§ **Goal of the exercise**
Transcribe the whole listing exactly, but do not carry over its pictures.

== Segment start ==

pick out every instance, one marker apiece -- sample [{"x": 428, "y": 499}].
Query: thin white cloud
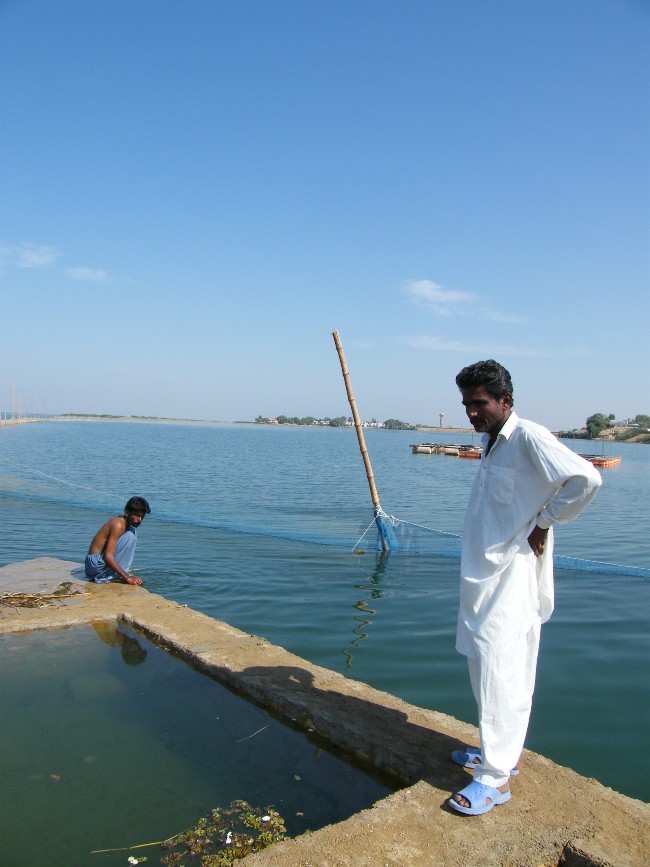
[
  {"x": 28, "y": 255},
  {"x": 94, "y": 275},
  {"x": 496, "y": 316},
  {"x": 451, "y": 302},
  {"x": 433, "y": 296},
  {"x": 484, "y": 350}
]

== Segment end ==

§ **Response**
pick out every instance, one marker apiece -- sample [{"x": 428, "y": 499}].
Query: thin white cloud
[
  {"x": 28, "y": 255},
  {"x": 94, "y": 275},
  {"x": 496, "y": 316},
  {"x": 451, "y": 302},
  {"x": 433, "y": 296},
  {"x": 484, "y": 350}
]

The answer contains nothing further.